Notre planète est une sphère (ou presque) entourée d'une atmosphère : une couche de gaz comprenant principalement de l’azote, de l’oxygène essentiel au fonctionnement de notre corps, et d’autres gaz. Certains de ces derniers contribuent à l’effet de serre, un phénomène d’absorption des rayonnements infrarouge émis par la surface de la Terre vers l’atmosphère et rebondis en partie par l’atmosphère vers la Terre. Il joue un rôle essentiel en maintenant une température moyenne stable depuis 10 000 ans [1] et particulièrement adaptée au développement de la vie telle que nous la connaissons.
Depuis la révolution industrielle, la combustion croissante des hydrocarbures comme le pétrole, le charbon, ou le gaz naturel, a libéré d’importantes quantités de gaz à effet de serre (GES). Le dioxyde de carbone (CO₂) est le principal GES émis par les activités humaines et le principal responsable de l’accroissement de l’effet de serre, entraînant ainsi une élévation de la température moyenne globale à une vitesse sans précédent dans l’histoire du climat. Actuellement estimée à environ 1,5 °C [2], cette hausse peut sembler minime, mais elle représente en réalité une quantité d’énergie colossale ayant des répercussions majeures sur le climat mondial.
Le fait que le réchauffement climatique soit lié aux activités humaines est une bonne nouvelle : nous avons la capacité d’agir pour y remédier. Pour aller dans ce sens, les gouvernements ont pris des engagements, notamment à travers les accords de Paris qui fixent un cap essentiel : atteindre des émissions nettes de GES nulles d’ici 2050. Des solutions existent déjà et peuvent être mises en place, tandis que d’autres sont actuellement développées par la communauté scientifique.

TÂCHES À ACCOMPLIR -
a) Selon le bloc de texte, pourquoi le lien entre le réchauffement climatique et les activités humaines est-il une bonne nouvelle ? Répondez en une à trois phrases.
b) Quel objectif les accords de Paris fixent-ils d'après le bloc de texte ?
c) Citez, s'il vous plaît, le passage du bloc de texte qui commence par « Notre planète est » et se termine par « nous la connaissons. ».

ENREGISTREMENTS FOURNIS -
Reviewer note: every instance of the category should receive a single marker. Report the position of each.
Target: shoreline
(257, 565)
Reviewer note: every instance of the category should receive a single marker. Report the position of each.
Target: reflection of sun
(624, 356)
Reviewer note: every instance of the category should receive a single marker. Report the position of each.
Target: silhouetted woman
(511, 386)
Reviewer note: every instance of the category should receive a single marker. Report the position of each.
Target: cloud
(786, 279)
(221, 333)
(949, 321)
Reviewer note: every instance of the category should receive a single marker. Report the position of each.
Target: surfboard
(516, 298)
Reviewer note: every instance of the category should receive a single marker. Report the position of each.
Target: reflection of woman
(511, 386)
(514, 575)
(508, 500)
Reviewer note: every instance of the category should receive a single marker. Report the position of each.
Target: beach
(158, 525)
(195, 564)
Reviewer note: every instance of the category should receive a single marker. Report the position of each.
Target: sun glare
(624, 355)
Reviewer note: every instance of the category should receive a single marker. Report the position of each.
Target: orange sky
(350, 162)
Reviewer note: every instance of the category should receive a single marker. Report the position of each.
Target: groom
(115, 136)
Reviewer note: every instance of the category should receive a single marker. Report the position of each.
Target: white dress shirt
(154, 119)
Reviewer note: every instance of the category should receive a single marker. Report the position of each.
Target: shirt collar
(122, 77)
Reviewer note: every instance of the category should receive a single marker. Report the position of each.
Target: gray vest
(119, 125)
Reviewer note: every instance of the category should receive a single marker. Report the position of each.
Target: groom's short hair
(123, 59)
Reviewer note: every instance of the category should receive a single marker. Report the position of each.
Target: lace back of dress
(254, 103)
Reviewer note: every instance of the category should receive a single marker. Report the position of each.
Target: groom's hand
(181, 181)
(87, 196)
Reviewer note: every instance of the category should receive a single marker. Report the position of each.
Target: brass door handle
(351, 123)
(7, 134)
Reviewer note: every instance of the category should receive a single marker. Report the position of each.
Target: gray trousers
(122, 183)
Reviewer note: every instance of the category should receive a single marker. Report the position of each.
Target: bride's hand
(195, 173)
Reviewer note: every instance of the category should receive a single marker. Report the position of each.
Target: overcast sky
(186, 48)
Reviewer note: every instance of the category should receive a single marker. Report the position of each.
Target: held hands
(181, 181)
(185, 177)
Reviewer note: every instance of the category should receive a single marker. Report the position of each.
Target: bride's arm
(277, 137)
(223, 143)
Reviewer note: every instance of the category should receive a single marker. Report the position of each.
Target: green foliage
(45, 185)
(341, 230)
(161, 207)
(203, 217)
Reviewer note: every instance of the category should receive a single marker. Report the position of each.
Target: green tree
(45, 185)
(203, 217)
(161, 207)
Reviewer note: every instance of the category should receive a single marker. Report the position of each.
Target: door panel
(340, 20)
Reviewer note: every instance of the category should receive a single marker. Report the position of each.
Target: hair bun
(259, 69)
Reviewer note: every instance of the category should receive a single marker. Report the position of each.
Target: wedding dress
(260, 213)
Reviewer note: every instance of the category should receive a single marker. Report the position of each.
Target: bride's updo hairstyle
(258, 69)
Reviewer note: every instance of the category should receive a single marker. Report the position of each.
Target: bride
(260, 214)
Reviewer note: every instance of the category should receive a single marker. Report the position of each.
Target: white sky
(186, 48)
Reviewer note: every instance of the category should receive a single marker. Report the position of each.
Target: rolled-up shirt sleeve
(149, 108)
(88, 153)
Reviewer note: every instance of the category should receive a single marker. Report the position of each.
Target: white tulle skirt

--

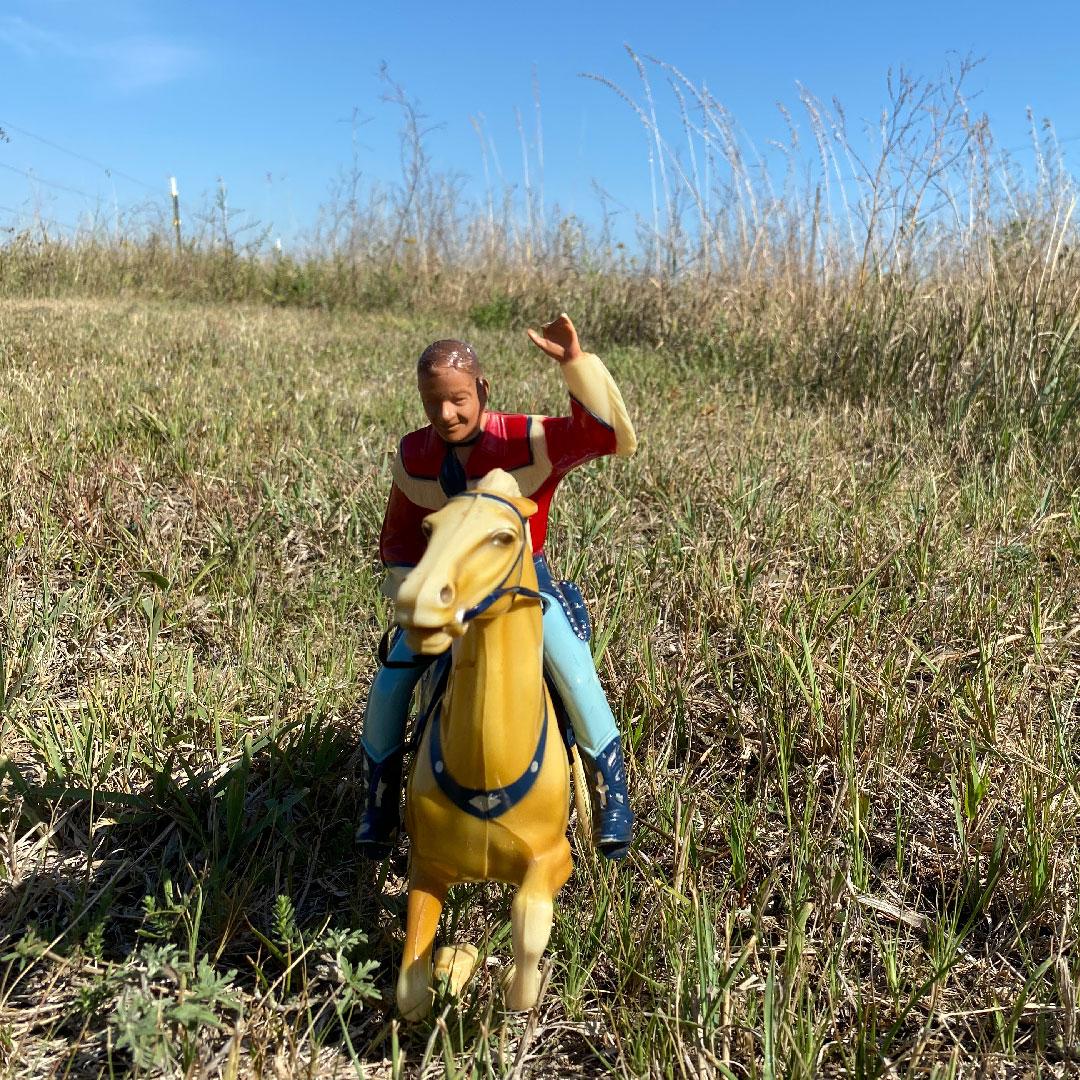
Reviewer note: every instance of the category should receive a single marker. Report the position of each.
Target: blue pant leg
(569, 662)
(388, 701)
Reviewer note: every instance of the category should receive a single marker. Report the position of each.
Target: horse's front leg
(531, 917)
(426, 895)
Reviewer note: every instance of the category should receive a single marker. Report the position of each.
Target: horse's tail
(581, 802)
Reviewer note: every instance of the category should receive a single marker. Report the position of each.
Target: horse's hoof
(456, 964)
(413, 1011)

LISTE DES SOLUTIONS -
a) Si le réchauffement climatique est lié aux activités humaines, nous avons la capacité d'agir pour y remédier.

b) Atteindre des émissions nettes de GES nulles d'ici 2050.

c)
Notre planète est une sphère (ou presque) entourée d'une atmosphère : une couche de gaz comprenant principalement de l’azote, de l’oxygène essentiel au fonctionnement de notre corps, et d’autres gaz. Certains de ces derniers contribuent à l’effet de serre, un phénomène d’absorption des rayonnements infrarouge émis par la surface de la Terre vers l’atmosphère et rebondis en partie par l’atmosphère vers la Terre. Il joue un rôle essentiel en maintenant une température moyenne stable depuis 10 000 ans [1] et particulièrement adaptée au développement de la vie telle que nous la connaissons.